Document segment:

↓

# Can I do this ?



## Lisa T (Sep 3, 2010)

I do not feed raw at the moment but am researching it and have sent off for some ZP samples. My question is even if I decide to stay on the food they are on now can I give my dogs a raw chicken wing or leg as a treat occasionally ?


----------



## ~LS~ (Oct 29, 2011)

Of course you can!  They will love you even more for it.
When I have a rescue who is fed Acana, I like to wait 8 hours 
before giving a raw "treat". This way there are no tummy issues.


----------



## Lisa T (Sep 3, 2010)

Thanks LS, knew I could count on you for a reply. I've always thought dogs could choke on chicken bones and they splinter and get stuck in their throats etc, I was following the raw feeding thread and they all seem to be ok that's what made me ask. X


----------



## ~LS~ (Oct 29, 2011)

Lisa, it's the cooked bones that are dangerous because cooking changes the
structure of the bones, making them easily splinterable. Raw bones rarely
splinter and are fully digestible. They are a great source of calcium and
phosphorus. Of course I recommend you don't leave your pup unsupervised 
with his wings, bones, etc, just like you wouldn't with a bully stick. Always
better safe than sorry.


----------



## Brodysmom (Jan 8, 2009)

Great posts from LS.  And yes! ZiwiPeak is fabulous and giving a raw chicken leg or wing for chewing/recreation/nutrition is the cream of the crop in foods. 

You might go on youtube and watch some dogs eating raw to get used to the way they eat. Sliming, chomping, swallowing and lots of cracking noises as the bones break. It can be disconcerting at first. It helps to settle nerves when you have watched lots of dogs eat raw.


----------



## 20887 (Mar 16, 2011)

Yes, you definitely can do both. You can even do one meal ZP and one raw every day, alternating between just meat and a chicken wing or another bone-in piece. I used to do that, it is a great way to feed a variety of foods without having to worry about balancing a raw diet.


----------

↑

Tasks to perform:
a: Answer these questions about the forum thread:
(i) How many hours does ~LS~ wait before giving a raw treat to a rescue fed Acana?
(ii) Which two minerals does ~LS~ say raw bones are a great source of?
(iii) Where does Brodysmom suggest going to watch dogs eating raw?
b: Extract the passage of the forum thread starting at "I do not feed" and ending at "treat occasionally ?", word for word.
c: Give the username of every distinct poster in the forum thread.
Answer from the forum thread alone.

Information shown:
↓

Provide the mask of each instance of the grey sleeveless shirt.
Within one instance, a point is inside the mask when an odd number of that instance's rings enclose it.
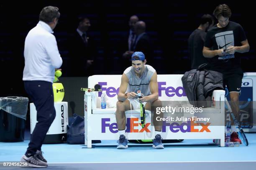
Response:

↑

Solutions in order:
a:
(i) 8 hours
(ii) Calcium and phosphorus
(iii) YouTube

b:
I do not feed raw at the moment but am researching it and have sent off for some ZP samples. My question is even if I decide to stay on the food they are on now can I give my dogs a raw chicken wing or leg as a treat occasionally ?

c:
Lisa T
~LS~
Brodysmom
20887